Your objective:
Copy out, word for word, the rows below that begin with the line containing "Kindly segment every instance of the player's head." and end with the line containing "[[[12,24],[12,14],[9,12],[6,12],[3,14],[3,22],[7,25],[10,26]]]", including both of those lines.
>> BEGIN
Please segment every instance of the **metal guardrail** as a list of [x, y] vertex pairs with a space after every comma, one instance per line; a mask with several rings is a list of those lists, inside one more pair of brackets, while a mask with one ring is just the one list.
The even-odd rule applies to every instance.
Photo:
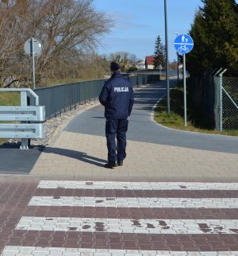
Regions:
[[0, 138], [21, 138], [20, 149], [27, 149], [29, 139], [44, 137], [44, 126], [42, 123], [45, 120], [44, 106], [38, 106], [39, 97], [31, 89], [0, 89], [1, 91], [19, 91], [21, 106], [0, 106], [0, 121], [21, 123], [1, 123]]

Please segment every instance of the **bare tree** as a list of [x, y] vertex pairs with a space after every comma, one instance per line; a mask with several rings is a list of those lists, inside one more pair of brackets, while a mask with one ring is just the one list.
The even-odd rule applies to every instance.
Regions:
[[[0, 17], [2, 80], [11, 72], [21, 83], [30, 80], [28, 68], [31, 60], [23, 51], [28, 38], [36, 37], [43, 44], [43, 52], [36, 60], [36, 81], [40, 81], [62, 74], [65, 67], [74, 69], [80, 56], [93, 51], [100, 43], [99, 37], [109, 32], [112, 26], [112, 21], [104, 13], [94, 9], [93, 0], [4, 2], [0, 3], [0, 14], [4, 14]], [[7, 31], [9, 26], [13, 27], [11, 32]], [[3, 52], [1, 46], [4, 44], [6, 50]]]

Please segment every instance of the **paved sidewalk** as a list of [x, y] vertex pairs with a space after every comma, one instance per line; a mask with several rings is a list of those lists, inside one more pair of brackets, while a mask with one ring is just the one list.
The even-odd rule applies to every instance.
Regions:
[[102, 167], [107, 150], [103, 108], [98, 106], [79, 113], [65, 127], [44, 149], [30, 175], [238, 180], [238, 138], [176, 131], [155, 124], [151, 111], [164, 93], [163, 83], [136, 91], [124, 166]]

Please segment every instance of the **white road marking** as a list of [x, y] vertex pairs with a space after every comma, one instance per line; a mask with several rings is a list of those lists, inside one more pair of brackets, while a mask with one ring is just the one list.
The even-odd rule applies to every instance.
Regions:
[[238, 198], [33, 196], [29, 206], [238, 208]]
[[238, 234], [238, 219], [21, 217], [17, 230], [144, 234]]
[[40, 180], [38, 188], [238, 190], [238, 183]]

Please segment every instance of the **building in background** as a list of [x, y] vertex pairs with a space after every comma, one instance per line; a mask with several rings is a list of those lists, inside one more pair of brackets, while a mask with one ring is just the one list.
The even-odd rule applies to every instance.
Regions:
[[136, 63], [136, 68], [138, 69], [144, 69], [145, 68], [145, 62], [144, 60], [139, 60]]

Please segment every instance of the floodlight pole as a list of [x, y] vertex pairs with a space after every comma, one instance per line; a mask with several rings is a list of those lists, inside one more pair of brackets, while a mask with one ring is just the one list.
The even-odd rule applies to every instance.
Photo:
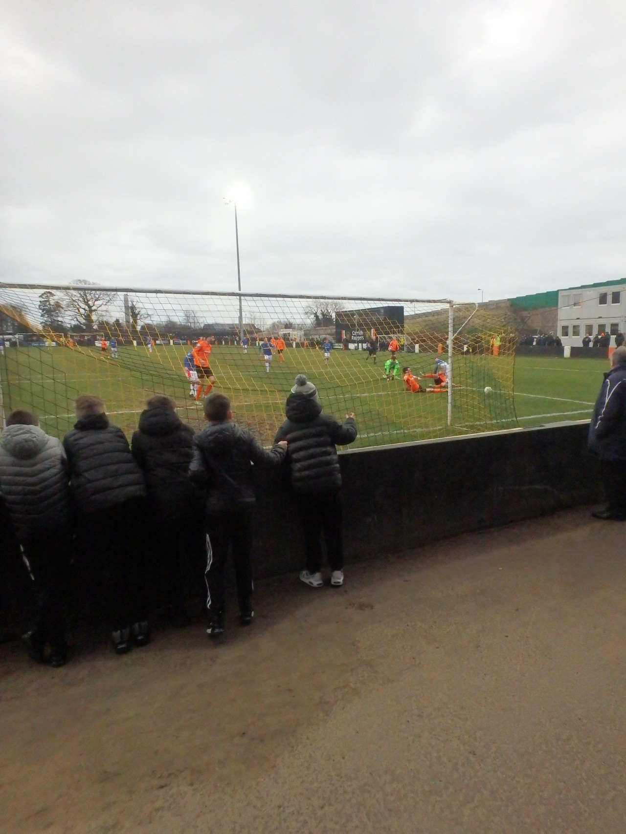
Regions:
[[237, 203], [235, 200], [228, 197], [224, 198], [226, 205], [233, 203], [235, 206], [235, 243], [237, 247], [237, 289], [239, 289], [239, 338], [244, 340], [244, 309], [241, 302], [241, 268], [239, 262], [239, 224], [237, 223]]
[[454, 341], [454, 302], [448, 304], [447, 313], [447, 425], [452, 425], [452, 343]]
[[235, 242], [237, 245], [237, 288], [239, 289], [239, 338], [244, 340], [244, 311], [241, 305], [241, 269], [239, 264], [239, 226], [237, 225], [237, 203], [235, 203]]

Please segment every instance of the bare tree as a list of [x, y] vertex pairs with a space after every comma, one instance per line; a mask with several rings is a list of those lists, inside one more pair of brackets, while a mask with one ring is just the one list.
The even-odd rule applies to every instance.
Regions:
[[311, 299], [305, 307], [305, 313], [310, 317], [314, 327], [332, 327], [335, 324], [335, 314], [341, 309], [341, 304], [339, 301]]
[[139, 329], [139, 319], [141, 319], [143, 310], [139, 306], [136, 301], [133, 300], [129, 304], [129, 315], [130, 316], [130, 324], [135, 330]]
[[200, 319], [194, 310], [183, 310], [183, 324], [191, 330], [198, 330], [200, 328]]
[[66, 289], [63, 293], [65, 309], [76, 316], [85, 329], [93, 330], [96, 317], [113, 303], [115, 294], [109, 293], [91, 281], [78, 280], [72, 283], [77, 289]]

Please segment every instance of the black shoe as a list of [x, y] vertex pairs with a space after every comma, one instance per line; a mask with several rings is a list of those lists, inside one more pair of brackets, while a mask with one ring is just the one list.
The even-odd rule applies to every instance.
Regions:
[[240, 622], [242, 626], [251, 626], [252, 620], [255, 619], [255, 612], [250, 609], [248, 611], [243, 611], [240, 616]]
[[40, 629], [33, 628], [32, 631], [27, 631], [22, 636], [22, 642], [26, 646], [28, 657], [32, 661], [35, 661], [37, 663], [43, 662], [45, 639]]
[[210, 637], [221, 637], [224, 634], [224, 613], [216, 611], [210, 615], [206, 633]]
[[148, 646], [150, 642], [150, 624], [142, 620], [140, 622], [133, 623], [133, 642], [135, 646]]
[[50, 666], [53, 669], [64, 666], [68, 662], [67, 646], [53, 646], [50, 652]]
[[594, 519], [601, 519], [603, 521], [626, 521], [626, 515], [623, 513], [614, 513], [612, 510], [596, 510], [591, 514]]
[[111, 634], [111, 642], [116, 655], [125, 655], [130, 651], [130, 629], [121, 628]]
>> END
>> BEGIN
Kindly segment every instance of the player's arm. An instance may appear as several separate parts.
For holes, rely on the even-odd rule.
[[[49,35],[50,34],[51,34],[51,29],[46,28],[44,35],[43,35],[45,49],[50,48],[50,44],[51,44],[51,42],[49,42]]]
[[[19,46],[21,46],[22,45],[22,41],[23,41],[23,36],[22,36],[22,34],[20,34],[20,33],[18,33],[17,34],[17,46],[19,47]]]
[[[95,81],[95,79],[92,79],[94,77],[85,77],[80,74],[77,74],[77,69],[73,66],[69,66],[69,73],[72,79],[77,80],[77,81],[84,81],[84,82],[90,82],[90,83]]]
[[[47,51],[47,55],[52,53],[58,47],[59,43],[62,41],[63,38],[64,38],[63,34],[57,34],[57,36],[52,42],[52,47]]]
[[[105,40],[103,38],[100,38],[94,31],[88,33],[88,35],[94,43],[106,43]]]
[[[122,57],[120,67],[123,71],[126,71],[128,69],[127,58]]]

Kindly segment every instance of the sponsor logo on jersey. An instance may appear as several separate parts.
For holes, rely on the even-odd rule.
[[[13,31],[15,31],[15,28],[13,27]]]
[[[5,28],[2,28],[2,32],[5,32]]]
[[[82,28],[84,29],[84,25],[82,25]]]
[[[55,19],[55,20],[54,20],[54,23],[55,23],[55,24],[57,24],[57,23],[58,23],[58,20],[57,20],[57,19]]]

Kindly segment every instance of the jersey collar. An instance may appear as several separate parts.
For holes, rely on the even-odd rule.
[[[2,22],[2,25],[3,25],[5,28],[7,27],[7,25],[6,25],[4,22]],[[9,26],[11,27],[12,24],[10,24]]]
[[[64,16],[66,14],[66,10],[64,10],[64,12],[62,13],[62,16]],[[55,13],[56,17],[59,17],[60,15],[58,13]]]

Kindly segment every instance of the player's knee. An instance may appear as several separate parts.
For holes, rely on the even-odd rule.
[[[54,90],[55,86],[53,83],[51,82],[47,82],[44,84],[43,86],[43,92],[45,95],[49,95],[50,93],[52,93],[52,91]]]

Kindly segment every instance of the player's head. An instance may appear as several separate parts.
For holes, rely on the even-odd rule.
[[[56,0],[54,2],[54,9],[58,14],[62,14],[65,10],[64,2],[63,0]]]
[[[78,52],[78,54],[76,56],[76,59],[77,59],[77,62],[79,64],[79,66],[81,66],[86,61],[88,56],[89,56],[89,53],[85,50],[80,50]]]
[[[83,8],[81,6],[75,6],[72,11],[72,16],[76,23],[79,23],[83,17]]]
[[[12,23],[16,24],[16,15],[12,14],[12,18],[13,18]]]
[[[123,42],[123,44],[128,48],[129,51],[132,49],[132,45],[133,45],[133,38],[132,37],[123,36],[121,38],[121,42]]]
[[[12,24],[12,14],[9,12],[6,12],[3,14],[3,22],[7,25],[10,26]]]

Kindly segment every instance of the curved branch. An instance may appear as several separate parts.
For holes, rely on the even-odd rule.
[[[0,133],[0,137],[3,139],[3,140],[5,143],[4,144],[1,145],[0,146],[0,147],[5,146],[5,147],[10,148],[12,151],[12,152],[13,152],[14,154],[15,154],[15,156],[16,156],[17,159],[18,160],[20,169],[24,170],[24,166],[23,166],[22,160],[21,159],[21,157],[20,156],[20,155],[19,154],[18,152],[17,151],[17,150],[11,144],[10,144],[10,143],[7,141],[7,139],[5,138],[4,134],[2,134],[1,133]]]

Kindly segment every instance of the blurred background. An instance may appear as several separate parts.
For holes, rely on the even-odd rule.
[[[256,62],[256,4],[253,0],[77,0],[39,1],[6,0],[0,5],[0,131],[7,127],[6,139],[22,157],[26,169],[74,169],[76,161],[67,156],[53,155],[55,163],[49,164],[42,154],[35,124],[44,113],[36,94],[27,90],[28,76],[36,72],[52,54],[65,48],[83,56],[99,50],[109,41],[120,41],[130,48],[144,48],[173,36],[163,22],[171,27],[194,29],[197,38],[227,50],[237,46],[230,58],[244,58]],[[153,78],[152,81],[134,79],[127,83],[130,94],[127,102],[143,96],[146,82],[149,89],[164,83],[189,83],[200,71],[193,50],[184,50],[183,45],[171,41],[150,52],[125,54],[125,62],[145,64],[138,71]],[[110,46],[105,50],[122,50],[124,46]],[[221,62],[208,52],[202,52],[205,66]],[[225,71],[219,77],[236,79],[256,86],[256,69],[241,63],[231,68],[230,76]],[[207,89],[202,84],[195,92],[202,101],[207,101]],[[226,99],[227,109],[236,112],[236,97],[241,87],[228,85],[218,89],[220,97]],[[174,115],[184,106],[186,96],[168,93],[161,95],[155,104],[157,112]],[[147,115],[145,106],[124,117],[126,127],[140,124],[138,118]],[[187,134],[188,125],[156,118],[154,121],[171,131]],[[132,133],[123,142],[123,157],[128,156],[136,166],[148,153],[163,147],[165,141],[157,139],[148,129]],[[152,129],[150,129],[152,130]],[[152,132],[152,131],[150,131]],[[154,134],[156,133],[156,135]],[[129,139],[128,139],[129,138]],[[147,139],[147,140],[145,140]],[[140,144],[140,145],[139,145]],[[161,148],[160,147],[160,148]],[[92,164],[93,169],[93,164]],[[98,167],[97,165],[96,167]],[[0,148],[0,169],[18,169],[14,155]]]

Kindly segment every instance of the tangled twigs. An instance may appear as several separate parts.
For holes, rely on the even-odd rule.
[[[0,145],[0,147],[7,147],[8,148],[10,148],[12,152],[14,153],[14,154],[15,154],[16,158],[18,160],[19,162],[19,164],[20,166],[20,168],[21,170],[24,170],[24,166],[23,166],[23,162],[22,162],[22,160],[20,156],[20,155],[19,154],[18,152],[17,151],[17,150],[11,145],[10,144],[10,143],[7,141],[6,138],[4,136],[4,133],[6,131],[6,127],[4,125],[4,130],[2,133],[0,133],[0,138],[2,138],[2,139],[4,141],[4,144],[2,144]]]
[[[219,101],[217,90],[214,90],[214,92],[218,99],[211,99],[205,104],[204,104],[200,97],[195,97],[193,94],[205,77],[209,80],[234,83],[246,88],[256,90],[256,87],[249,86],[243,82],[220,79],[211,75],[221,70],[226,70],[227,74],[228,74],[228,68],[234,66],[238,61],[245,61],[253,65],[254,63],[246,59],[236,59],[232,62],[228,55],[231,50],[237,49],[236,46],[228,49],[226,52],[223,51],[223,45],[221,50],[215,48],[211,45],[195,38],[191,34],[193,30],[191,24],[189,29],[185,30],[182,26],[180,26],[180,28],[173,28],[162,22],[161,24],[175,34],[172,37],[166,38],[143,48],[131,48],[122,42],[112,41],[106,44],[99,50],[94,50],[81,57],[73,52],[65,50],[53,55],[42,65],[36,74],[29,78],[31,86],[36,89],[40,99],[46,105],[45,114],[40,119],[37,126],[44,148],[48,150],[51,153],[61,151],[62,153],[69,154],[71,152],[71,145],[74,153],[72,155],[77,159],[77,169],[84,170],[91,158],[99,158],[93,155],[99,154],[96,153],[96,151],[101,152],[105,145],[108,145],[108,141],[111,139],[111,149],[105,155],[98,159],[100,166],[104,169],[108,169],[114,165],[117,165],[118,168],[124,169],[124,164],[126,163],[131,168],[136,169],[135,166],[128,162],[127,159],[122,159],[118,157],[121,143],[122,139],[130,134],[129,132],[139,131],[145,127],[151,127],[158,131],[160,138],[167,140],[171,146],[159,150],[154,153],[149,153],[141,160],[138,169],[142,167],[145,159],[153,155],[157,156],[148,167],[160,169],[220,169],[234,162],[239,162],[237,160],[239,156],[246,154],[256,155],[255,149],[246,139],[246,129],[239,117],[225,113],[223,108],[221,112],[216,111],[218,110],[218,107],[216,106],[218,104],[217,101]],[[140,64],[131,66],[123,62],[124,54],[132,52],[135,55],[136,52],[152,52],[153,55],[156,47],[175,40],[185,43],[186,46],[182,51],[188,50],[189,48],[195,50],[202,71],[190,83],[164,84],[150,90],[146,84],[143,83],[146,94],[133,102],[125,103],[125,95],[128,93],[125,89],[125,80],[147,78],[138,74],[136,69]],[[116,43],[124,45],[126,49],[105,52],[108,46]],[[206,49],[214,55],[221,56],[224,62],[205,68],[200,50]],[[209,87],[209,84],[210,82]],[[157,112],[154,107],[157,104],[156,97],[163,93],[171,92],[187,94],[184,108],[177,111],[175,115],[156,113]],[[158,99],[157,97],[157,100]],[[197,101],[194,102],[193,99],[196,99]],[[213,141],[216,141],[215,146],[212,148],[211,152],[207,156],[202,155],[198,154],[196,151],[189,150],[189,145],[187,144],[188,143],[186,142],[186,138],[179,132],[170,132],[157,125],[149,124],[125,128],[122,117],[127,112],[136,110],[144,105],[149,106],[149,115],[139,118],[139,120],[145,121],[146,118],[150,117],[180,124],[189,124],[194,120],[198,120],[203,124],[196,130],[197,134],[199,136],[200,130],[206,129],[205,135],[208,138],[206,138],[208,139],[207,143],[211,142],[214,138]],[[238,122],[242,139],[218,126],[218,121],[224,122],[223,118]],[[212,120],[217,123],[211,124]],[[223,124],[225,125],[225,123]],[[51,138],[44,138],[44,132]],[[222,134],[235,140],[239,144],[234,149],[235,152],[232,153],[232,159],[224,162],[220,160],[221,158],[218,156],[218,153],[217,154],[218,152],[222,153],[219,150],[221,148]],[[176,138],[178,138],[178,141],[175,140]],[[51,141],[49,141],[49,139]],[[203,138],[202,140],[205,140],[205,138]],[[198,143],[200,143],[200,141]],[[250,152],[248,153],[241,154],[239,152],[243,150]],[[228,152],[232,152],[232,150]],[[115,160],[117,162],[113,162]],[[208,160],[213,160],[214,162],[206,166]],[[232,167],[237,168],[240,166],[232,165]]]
>> END
>> BEGIN
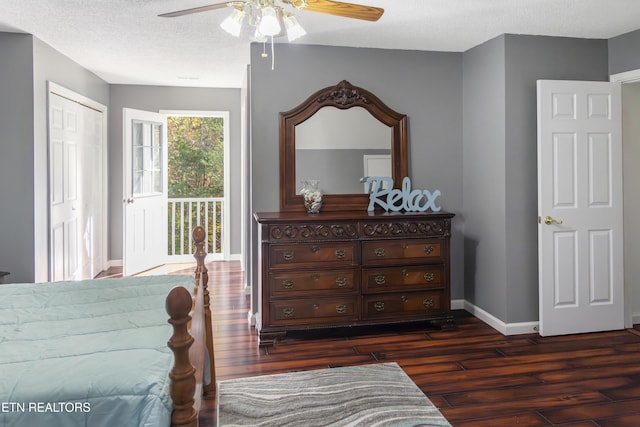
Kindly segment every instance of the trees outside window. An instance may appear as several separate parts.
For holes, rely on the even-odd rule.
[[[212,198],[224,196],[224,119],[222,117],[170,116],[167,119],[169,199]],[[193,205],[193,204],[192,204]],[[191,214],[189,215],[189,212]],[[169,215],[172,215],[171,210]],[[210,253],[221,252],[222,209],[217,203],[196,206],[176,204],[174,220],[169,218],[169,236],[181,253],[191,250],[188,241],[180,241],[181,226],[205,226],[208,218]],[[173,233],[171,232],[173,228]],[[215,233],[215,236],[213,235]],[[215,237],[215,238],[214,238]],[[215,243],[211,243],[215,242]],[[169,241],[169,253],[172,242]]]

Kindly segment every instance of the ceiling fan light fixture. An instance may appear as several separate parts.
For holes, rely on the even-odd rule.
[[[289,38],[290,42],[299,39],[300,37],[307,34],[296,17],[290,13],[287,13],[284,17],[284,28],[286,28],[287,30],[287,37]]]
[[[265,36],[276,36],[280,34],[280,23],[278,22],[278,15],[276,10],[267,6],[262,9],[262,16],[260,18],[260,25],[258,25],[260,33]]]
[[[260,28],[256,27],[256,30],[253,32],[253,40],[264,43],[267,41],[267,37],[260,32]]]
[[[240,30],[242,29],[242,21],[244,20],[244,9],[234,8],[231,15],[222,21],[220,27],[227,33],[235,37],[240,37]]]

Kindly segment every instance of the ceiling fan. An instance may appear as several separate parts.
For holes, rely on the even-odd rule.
>> END
Exercise result:
Kindly segment every instance of the player's head. An instance may appear as several separate parts.
For holes, rely on the even-odd rule.
[[[56,0],[54,2],[54,9],[58,14],[62,14],[65,10],[64,2],[63,0]]]
[[[78,52],[78,54],[76,56],[76,59],[77,59],[77,62],[79,64],[79,66],[81,66],[86,61],[88,56],[89,56],[89,53],[85,50],[80,50]]]
[[[83,8],[81,6],[75,6],[72,11],[72,16],[76,23],[79,23],[83,17]]]
[[[12,23],[16,24],[16,15],[12,14],[12,18],[13,18]]]
[[[123,42],[123,44],[128,48],[129,51],[132,49],[132,45],[133,45],[133,38],[132,37],[123,36],[121,38],[121,42]]]
[[[12,24],[12,14],[9,12],[6,12],[3,14],[3,22],[7,25],[10,26]]]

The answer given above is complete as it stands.